Growth of powers of symmetric subsets in a finite group

Let $$G$$ be a finite group, and let $$A$$ be a symmetric subset of $$G$$ containing the identity (i.e., $$A^{-1}=A$$ and $$1\in A$$). Then the powers of $$A$$ will form a chain $$A\subsetneq A^2\subsetneq A^3\subsetneq\cdots\subsetneq A^d=\langle A\rangle$$.

It turns out that if $$A$$ is large, then $$d$$ must be small. But how small? That is my question (formulated precisely at the end).

For example, the following lemma is a slight modification of Lemma 2.1 in this paper of Eberhard.

Lemma. If $$(r+1)\lvert A\rvert>\lvert G\rvert$$, then $$d\leq3r-1$$.

Proof. If $$d\geq3r$$, then we can find $$g_i\in A^{3i}\setminus A^{3i-1}$$ for $$i=1,\ldots,r$$. Then $$g_iA\subseteq A^{3i+1}\setminus A^{3i-2}$$, so $$A,g_1A,\ldots,g_rA$$ are disjoint subsets of $$G$$ each of size $$\lvert A\rvert$$, so $$(r+1)\lvert A\rvert\leq\lvert G\rvert$$. $$\square$$

But this lemma is not optimal. The proof finds two translates of $$A$$ inside $$A^4$$, but it is actually possible to find two translates of $$A$$ inside $$A^3$$. This gives a bound of $$3r-2$$.

Lemma. If $$r\geq2$$ and $$(r+1)\lvert A\rvert>\lvert G\rvert$$, then $$d\leq3r-2$$.

Proof. If $$d\geq3r-1$$, then we can find $$g_i\in A^{3i-1}\setminus A^{3i-2}$$ for $$i=2,\ldots,r$$. Then $$g_iA\subseteq A^{3i}\setminus A^{3i-3}$$. Since $$d>2$$, we can find $$g_0\in A$$ such that $$g_0A^2\neq A^2$$. Pick $$g_1\in A^2\setminus g_0A^2$$. Then $$g_1A$$ and $$g_2A$$ are disjoint translates of $$A$$ inside $$A^3$$. Then $$g_0A,g_1A,g_2A,\ldots,g_rA$$ are disjoint subsets of $$G$$ each of size $$\lvert A\rvert$$, so $$(r+1)\lvert A\rvert\leq\lvert G\rvert$$. $$\square$$

If $$k\lvert A\rvert>\lvert G\rvert$$, what is the optimal upper bound on $$d$$ in terms of $$k$$?

If $$2\lvert A\rvert>\lvert G\rvert$$, then $$d\leq2$$ is optimal (set $$A=\{-1,0,1\}\subseteq\mathbb{Z}/5\mathbb{Z}$$).

If $$3\lvert A\rvert>\lvert G\rvert$$, then $$d\leq4$$ is optimal (set $$A=\{-1,0,1\}\subseteq\mathbb{Z}/8\mathbb{Z}$$).

• A weaker question that I would still be interested in is how large does $d$ need to be in order to guarantee $k$ disjoint translates of $A$? Oct 3, 2023 at 15:44
• Is the number $k$ integer? Oct 5, 2023 at 16:52
• For each natural $r$ if $(r+1)\lvert A\rvert>\lvert G\rvert$ then $d=\lceil (3r+1)/2\rceil$ is possible (set $A=\{-1,0,1\}\subseteq\mathbb{Z}/(3r+2)\mathbb{Z}$. Oct 5, 2023 at 17:11
• Yes, $k$ is an integer. And thanks for the correction and the general cyclic group formula. Oct 5, 2023 at 18:16

Here is a solution when $$G$$ is abelian.

Records in a dataset:
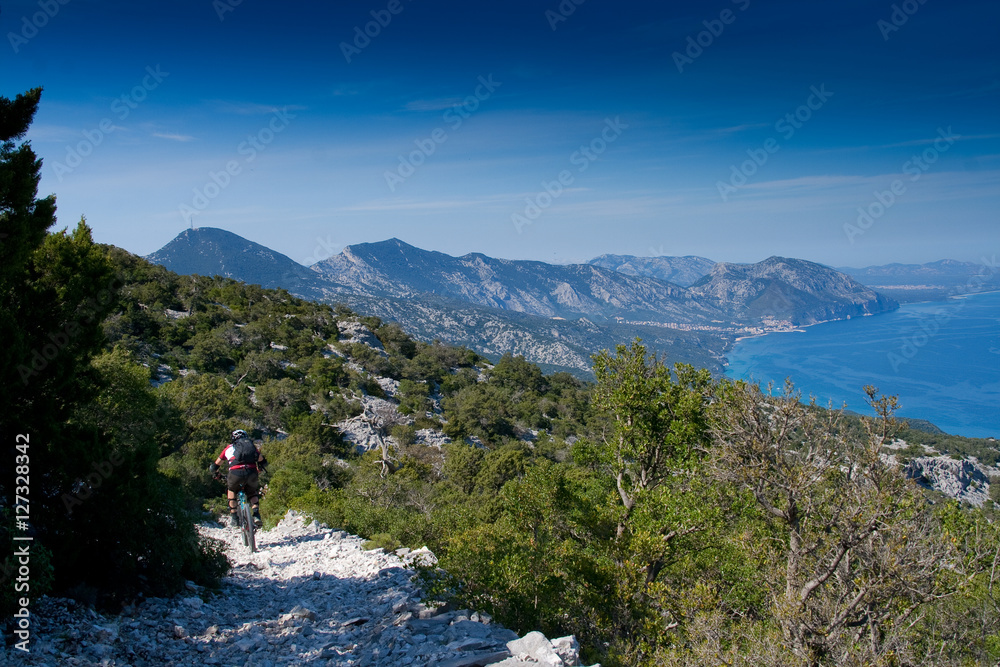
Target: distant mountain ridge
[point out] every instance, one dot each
(208, 251)
(396, 269)
(555, 315)
(684, 271)
(794, 290)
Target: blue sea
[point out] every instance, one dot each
(941, 358)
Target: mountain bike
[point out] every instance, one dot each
(244, 514)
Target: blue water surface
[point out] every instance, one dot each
(941, 358)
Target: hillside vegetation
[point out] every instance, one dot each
(662, 516)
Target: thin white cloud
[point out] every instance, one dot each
(252, 108)
(924, 142)
(433, 105)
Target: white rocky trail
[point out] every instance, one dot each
(310, 595)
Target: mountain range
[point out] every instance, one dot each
(554, 315)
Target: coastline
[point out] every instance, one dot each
(910, 355)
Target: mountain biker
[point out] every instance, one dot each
(245, 459)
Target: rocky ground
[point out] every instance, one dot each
(310, 595)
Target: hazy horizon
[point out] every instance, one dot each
(557, 132)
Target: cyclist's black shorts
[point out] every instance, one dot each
(244, 479)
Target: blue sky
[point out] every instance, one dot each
(530, 130)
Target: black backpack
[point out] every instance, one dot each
(244, 452)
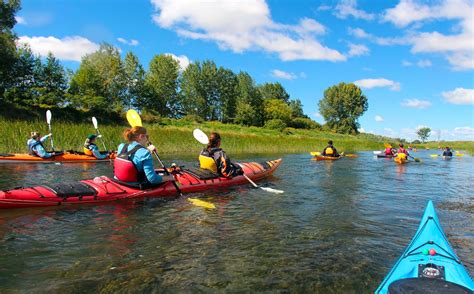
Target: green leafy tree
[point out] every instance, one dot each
(134, 80)
(8, 52)
(99, 81)
(249, 108)
(423, 133)
(277, 109)
(274, 91)
(341, 107)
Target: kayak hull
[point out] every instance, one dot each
(66, 157)
(103, 189)
(417, 262)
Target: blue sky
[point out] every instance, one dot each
(414, 62)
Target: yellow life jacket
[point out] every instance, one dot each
(329, 151)
(402, 156)
(87, 151)
(206, 162)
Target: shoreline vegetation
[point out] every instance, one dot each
(175, 136)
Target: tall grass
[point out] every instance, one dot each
(175, 136)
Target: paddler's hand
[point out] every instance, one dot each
(151, 148)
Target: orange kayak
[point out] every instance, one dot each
(66, 157)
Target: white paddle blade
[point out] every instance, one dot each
(200, 136)
(271, 190)
(94, 122)
(48, 116)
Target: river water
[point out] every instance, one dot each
(339, 227)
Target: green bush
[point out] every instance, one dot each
(275, 124)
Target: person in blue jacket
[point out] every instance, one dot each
(36, 147)
(91, 149)
(134, 163)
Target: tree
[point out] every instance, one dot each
(274, 91)
(134, 80)
(423, 133)
(341, 107)
(8, 52)
(249, 110)
(161, 82)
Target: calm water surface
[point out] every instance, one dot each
(339, 227)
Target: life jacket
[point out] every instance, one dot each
(88, 147)
(32, 150)
(124, 168)
(206, 161)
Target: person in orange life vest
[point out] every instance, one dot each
(215, 159)
(91, 149)
(36, 147)
(330, 150)
(134, 163)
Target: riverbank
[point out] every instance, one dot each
(175, 136)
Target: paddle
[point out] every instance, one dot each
(202, 138)
(94, 122)
(48, 120)
(135, 120)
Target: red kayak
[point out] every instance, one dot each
(103, 189)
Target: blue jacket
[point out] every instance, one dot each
(143, 162)
(36, 147)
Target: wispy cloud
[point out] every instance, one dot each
(459, 96)
(416, 103)
(130, 42)
(242, 26)
(378, 83)
(68, 48)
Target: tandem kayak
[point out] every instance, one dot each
(66, 157)
(429, 264)
(103, 189)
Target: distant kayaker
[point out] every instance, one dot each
(134, 162)
(215, 159)
(36, 147)
(447, 152)
(330, 150)
(91, 149)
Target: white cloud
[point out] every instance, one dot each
(68, 48)
(132, 42)
(358, 50)
(283, 74)
(416, 103)
(457, 48)
(20, 20)
(182, 59)
(375, 83)
(459, 96)
(347, 8)
(244, 25)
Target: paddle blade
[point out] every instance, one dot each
(202, 203)
(94, 122)
(271, 190)
(133, 118)
(200, 136)
(48, 116)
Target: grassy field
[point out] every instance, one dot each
(175, 136)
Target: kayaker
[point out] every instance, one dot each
(36, 147)
(215, 159)
(134, 162)
(330, 150)
(447, 152)
(91, 149)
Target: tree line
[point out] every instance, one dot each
(106, 82)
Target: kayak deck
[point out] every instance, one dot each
(103, 189)
(428, 256)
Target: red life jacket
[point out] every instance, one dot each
(124, 168)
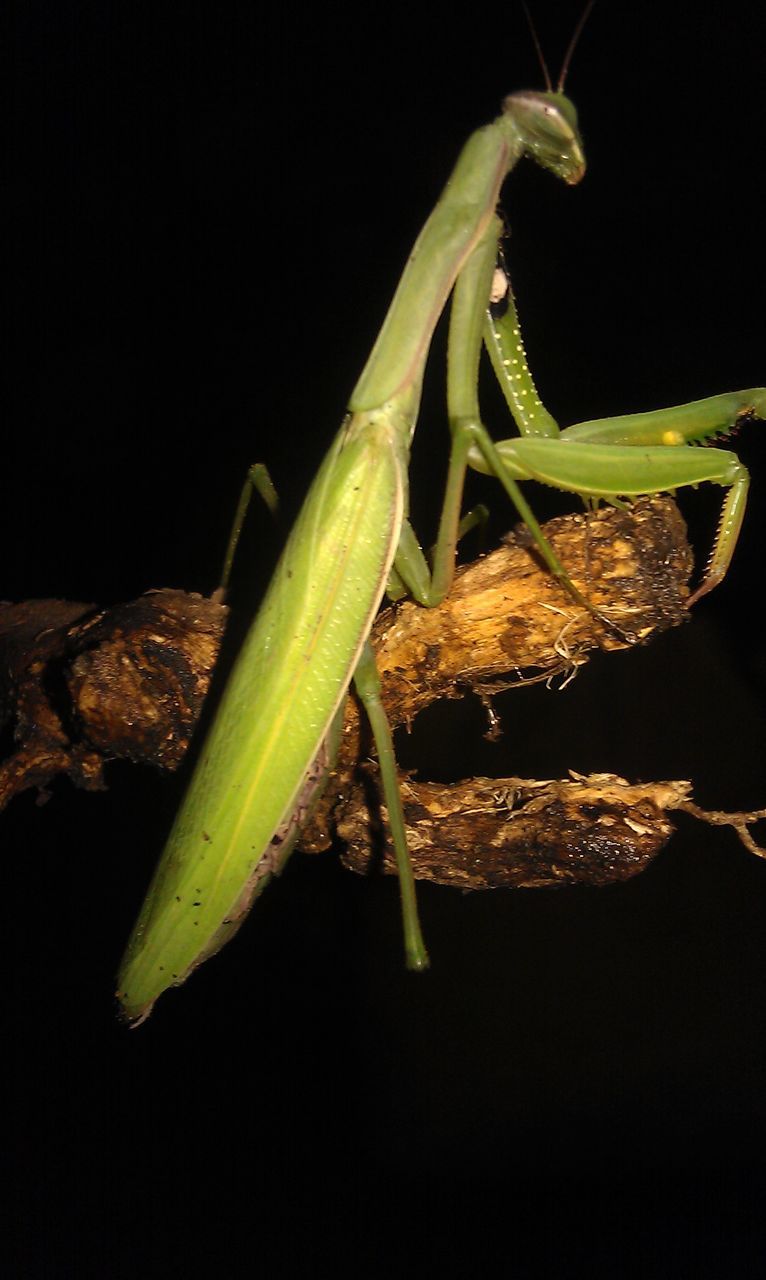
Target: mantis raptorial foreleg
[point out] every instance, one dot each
(268, 748)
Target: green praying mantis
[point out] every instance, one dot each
(273, 737)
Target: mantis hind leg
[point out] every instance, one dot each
(368, 686)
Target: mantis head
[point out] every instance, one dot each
(547, 124)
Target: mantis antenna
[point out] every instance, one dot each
(569, 53)
(573, 45)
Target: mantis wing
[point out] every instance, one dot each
(288, 681)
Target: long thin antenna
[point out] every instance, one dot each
(537, 45)
(571, 45)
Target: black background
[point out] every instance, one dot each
(209, 211)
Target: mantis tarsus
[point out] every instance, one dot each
(272, 740)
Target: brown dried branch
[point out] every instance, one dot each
(86, 685)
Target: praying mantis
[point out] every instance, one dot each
(273, 737)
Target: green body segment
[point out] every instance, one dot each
(287, 684)
(268, 741)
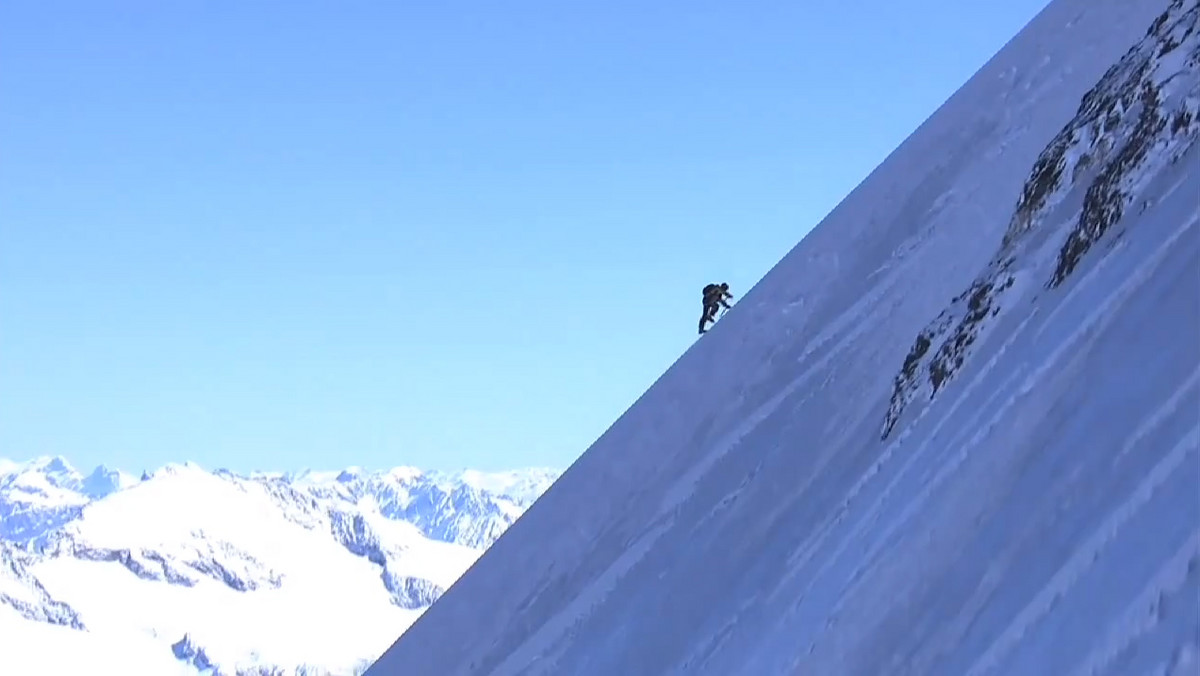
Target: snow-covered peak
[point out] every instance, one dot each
(240, 572)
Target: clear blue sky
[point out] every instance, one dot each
(310, 234)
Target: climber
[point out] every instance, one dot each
(714, 297)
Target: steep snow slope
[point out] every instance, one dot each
(957, 430)
(241, 574)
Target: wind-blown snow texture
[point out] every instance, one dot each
(957, 430)
(187, 570)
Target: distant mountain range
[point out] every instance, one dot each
(185, 570)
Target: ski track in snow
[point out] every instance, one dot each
(744, 518)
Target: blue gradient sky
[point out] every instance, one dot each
(307, 234)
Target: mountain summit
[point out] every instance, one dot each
(954, 431)
(189, 570)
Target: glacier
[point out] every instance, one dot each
(185, 570)
(955, 430)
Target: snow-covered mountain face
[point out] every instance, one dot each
(186, 570)
(957, 430)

Things to do:
- 1) In the thread on powers of symmetric subsets, the first lemma is described as a slight modification of which result?
- 2) Decide whether each statement agrees with the thread on powers of symmetric subsets, giving yes or no and quoting the words that settle it: (a) the author says the question is stated precisely at the end; (b) the author calls the first lemma optimal; (c) the thread offers a solution for the case where the group is abelian.
- 3) Continue the thread on powers of symmetric subsets in a finite group from its last sentence onward.

Per-task outputs:
- 1) Lemma 2.1 in a paper of Eberhard.

- 2)
(a) Yes: "That is my question (formulated precisely at the end)."
(b) No: "But this lemma is not optimal."
(c) Yes: "Here is a solution when $$G$$ is abelian."

- 3)
Claim: Suppose $$G$$ is abelian. If $$(r + 1)|A| > |G|$$, then $$k A = \langle A \rangle$$, where $$k = \lceil (3r + 1) / 2 \rceil$$. This matches Ravsky's construction.

Let's look at the case $$r = 2s$$ is even. In this case, it suffices to show that $$(3s + 1)A = \langle A \rangle$$. Suppose the contrary. Take some $$g \in (3s + 2)A \backslash (3s + 1)A$$. We can write $$g$$ as $$g = a_1 + \cdots + a_{3s + 2}, a_i \in A$$ which I call a summation of $$g$$.

Define $$S_i = a_1 + \cdots + a_i$$. Consider the following cosets of $$A$$ $$S_{3i} A, 0 \leq i \leq s$$ and $$(S_{3j - 1} - g) A, 1 \leq j \leq s.$$ We claim that all these cosets are disjoint.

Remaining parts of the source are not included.